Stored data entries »
☆ ☆ ☆ ☆ ☆ ☆ ☆

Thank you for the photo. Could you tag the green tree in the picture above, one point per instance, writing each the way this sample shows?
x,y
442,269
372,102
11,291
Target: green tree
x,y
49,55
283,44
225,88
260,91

☆ ☆ ☆ ☆ ☆ ☆ ☆

WHAT IS REQUIRED » Transcribe the records above in full, exactly as they stand.

RESULT »
Thank you for the photo. Could you tag the green tree in the picture above, one point per instance, writing each the way this sample shows?
x,y
442,269
372,102
11,291
Target: green tree
x,y
49,55
283,44
225,88
260,91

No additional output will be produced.